EXTRACT:
***

Companies that inadvertently spread the Code Red worm to other corporate servers cannot be held liable for causing an Internet attack, say British legal experts.
The self-propagating worm, which resurfaced on Wednesday, had raised concerns that companies could face legal action for unleashing Code Red on other servers. Some companies have expressed fears that they could be found negligent for not installing the Microsoft patch that would protect their systems from re-infection, and prevent them from attacking other servers.
But according to IT legal experts, it would be ridiculous to imply that all companies should invest time and money into protecting other servers from malicious worms such as Code Red.
The Computer Misuse Act makes the "unauthorised modification of computer material" illegal -- but in the case of Code Red, there would be no evidence to prove criminal intent. "The Act could apply to someone that had deliberately targeted a virus to someone else's computer, but when you can't show that the attack was deliberate, you are moving back to the general realms of negligence," said Peter Stevens, partner in IT at city law firm Manches.
A company could technically be accused of negligence if it has failed to "act reasonably to prevent the loss of material on another company server," explained Stevens. But the duty of care that surrounds issues of negligence typically exists within specific human or business relationships. In the case of Code Red, the time-sensitive worm that is pseudo-random, it is programmed to generate IP addresses for servers using Microsoft's Internet Information Server (IIS) software that it intends to attack. Once executed, the worm will start to create copies of itself in the memory, in order to attack even more IIS servers at the same time.
Mark Read, systems security analyst for computer security company MIS Corporate Defence Solutions, admits that the issue of indirect negligence is a grey area for technology companies. "They are effectively starting an attack on someone else, but it is not deliberate," he said. "It is more likely that system administrators for compromised servers will be red-faced for not installing the Microsoft patches and doing their job properly."
The legal picture for ISPs (Internet Service Providers) and Web hosting companies is more contractual, and will depend on whether they have accepted the additional responsibility of ensuring the security of their clients' Web sites. Richard Kirby at server management company NPSL is fearful of the increasing liability issues which viruses are creating for service providers.
"Many viruses are copycat ones, and I can see the same sort of thing happening with Code Red. With core software changing (like the transition to Windows XP), the patch issue is only going to get worse," added Kirby.

***

TASK ITEM A: List every person named in the Code Red article.
TASK ITEM B: Please echo everything in the Code Red article from "The Computer Misuse" down to "law firm Manches.".

Items from a data source:

***

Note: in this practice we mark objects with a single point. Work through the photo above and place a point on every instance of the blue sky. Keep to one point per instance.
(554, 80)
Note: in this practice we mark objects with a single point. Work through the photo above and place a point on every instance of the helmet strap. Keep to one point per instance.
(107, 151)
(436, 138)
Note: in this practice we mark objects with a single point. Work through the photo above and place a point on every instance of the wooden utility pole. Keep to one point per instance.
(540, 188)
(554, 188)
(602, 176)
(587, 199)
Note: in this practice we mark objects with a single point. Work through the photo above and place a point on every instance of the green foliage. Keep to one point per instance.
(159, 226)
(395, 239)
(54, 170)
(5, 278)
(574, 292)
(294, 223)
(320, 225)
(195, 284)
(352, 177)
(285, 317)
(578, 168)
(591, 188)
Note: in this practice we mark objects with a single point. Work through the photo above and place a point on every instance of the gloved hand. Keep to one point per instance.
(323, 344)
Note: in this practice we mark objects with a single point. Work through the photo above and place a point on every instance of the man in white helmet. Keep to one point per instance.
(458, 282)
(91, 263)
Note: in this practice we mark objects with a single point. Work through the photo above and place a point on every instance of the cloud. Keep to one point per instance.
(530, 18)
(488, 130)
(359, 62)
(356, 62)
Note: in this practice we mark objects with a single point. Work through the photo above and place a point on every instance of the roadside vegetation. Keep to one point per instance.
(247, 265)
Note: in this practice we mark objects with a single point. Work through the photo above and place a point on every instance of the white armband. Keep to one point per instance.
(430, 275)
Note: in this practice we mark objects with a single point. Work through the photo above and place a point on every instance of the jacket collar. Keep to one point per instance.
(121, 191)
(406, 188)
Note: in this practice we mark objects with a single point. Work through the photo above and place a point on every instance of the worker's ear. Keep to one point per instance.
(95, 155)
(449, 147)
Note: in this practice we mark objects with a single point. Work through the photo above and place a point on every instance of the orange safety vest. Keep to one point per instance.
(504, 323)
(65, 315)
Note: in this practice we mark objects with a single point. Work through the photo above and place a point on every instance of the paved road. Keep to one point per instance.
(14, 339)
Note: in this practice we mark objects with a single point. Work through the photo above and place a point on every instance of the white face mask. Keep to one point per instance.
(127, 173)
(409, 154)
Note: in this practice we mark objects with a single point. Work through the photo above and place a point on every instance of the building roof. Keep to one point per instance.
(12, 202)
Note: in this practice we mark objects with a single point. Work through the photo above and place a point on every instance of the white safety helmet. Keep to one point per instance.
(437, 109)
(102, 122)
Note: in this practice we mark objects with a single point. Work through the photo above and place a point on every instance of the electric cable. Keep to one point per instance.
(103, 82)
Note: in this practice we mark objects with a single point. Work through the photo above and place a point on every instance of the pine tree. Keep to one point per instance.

***

TASK RESULT A:
Peter Stevens
Mark Read
Richard Kirby

TASK RESULT B:
The Computer Misuse Act makes the "unauthorised modification of computer material" illegal -- but in the case of Code Red, there would be no evidence to prove criminal intent. "The Act could apply to someone that had deliberately targeted a virus to someone else's computer, but when you can't show that the attack was deliberate, you are moving back to the general realms of negligence," said Peter Stevens, partner in IT at city law firm Manches.